Start of Text excerpt

Dear Crucial Skills,
As a result of recent layoffs at our company, there is a lot of distrust between our management team and senior leadership. We’ve all been through Crucial Conversations Training. How can I use crucial conversations skills to rebuild trust and get the two groups talking again?
Two Groups Talking
Dear Two Groups,
Thank you for your timely question. For many, this scenario also occurs in the home as people struggle to build trust between a spouse or a child. When a crisis happens and choices are made that we may or may not agree with, it can be difficult to rebuild trust and get two groups or individuals to hold productive dialogue.
To answer your question, let me first review some important concepts and then provide a few suggestions.
Concept #1: In our thirty years of research and observation, one of the key findings we’ve uncovered is that all relationships, teams, families, and organizations have problems. The difference between the good and the best is not how many problems they have, but rather, how they resolve those problems.
Holding crucial conversations is about rapidly and respectfully resolving problems. And yet, as you’ve experienced, in tough times people often feel compelled to solve a problem rapidly, but at the expense of respect. Sometimes they do this because of urgencies, sometimes it’s just their style. Either way, this rapid and disrespectful approach causes others to disagree and lose trust. Layoffs certainly fit in that category as well as budget cuts, spending decisions, outbreaks of anger, and lack of involvement.
Concept #2: When held well, a crucial conversation can help you catch problems early, maximize input, make better decisions, and take more committed action.
When crucial conversations are avoided, distrust builds on both sides of an issue. As that distrust continues to rise, confidence or interest in quickly holding the very conversations that could help also decreases. So beware of avoiding the very crucial conversations your team may be facing for too long.
Suggestion #1: Meet with your team to talk through the issues ASAP.
As you’ve all been through Crucial Conversations Training, begin your dialogue with some key questions: “What do we really want: for us, for senior leadership, for our relationship?” “What should we do right now to get what we really want?”

End of Text excerpt
Start of Records shown

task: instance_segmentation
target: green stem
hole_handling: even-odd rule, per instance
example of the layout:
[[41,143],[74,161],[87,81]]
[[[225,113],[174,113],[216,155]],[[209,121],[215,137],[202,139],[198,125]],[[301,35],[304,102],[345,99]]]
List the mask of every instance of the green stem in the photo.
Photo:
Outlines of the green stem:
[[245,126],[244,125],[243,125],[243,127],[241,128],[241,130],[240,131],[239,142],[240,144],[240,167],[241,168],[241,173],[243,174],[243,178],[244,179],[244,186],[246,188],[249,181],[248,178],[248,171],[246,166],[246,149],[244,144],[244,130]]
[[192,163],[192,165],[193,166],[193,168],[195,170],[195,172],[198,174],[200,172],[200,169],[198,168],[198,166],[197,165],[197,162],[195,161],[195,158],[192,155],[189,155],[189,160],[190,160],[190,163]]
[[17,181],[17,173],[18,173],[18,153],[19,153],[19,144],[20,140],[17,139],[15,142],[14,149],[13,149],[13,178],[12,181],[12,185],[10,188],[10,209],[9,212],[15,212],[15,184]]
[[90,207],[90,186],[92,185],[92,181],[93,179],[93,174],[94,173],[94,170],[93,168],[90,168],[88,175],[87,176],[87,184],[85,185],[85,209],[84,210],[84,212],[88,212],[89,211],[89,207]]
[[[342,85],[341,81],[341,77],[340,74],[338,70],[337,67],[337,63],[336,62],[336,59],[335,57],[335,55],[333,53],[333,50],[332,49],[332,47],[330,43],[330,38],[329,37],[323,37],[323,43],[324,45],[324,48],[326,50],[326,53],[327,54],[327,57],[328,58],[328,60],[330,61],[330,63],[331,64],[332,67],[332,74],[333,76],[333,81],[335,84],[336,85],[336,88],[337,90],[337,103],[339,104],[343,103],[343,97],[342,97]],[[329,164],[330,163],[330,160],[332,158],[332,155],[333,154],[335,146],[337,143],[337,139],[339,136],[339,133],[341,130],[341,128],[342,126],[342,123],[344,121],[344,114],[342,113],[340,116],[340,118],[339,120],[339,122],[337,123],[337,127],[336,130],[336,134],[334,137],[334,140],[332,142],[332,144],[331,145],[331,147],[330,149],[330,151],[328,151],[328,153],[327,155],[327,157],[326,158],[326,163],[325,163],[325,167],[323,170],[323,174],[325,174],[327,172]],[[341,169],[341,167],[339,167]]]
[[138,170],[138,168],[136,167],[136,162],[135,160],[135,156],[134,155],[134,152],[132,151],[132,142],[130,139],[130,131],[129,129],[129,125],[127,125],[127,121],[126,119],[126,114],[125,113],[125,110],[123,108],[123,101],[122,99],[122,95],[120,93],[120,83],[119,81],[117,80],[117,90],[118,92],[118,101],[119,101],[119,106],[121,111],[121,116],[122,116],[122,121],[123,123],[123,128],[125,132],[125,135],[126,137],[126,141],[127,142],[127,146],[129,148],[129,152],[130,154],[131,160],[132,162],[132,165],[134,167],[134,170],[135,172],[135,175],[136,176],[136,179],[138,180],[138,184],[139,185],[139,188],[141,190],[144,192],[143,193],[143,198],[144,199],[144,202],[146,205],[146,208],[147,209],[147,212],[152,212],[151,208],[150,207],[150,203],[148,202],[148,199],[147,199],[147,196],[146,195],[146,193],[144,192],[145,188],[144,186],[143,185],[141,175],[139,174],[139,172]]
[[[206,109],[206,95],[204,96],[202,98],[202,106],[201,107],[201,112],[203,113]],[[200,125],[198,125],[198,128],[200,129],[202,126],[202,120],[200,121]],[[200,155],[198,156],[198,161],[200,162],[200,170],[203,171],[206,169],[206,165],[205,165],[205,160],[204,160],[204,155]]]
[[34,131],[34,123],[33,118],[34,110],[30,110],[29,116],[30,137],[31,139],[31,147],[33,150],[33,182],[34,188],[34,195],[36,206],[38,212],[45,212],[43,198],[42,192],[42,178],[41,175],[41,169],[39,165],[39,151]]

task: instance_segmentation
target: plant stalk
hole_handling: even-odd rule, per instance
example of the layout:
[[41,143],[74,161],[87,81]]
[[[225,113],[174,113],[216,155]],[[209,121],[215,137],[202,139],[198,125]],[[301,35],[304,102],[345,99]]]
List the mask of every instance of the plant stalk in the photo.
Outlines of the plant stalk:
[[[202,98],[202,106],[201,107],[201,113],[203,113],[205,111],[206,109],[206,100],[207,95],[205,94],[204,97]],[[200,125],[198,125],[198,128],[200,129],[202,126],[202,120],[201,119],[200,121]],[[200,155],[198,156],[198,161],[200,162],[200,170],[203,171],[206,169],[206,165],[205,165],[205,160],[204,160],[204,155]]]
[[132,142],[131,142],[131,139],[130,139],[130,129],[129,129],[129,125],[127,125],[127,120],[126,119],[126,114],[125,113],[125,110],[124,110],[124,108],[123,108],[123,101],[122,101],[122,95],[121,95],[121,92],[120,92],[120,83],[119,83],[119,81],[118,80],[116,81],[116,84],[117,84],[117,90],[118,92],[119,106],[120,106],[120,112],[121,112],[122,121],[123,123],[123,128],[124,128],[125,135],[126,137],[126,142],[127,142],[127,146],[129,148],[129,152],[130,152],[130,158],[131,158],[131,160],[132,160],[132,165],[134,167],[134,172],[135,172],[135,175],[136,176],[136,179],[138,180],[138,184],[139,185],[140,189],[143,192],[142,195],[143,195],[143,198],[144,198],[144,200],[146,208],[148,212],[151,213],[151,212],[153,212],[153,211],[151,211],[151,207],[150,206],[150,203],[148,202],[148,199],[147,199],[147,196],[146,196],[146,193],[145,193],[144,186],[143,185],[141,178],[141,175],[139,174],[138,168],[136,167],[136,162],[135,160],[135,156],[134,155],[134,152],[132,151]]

End of Records shown

* Things to do
(A) Repeat everything in the trust-after-layoffs advice column from "Concept #2: When" down to "more committed action.", unchanged.
(B) Answer these from the trust-after-layoffs advice column:
(i) What event caused the distrust between the management team and senior leadership?
(ii) How many years of research and observation does the reply mention?
(iii) What does Suggestion #1 say to do?

* Numbered answers
(A)
Concept #2: When held well, a crucial conversation can help you catch problems early, maximize input, make better decisions, and take more committed action.

(B)
(i) Recent layoffs at the company.
(ii) Thirty years.
(iii) Meet with your team to talk through the issues ASAP.